• 短い課題:
以下の記録をすべて、一字一句変えずに書き写してください。

• 演習用の記録:
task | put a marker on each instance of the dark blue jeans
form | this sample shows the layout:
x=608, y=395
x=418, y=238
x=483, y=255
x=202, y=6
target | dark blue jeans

• 演習の出力:
task | put a marker on each instance of the dark blue jeans
form | this sample shows the layout:
x=608, y=395
x=418, y=238
x=483, y=255
x=202, y=6
target | dark blue jeans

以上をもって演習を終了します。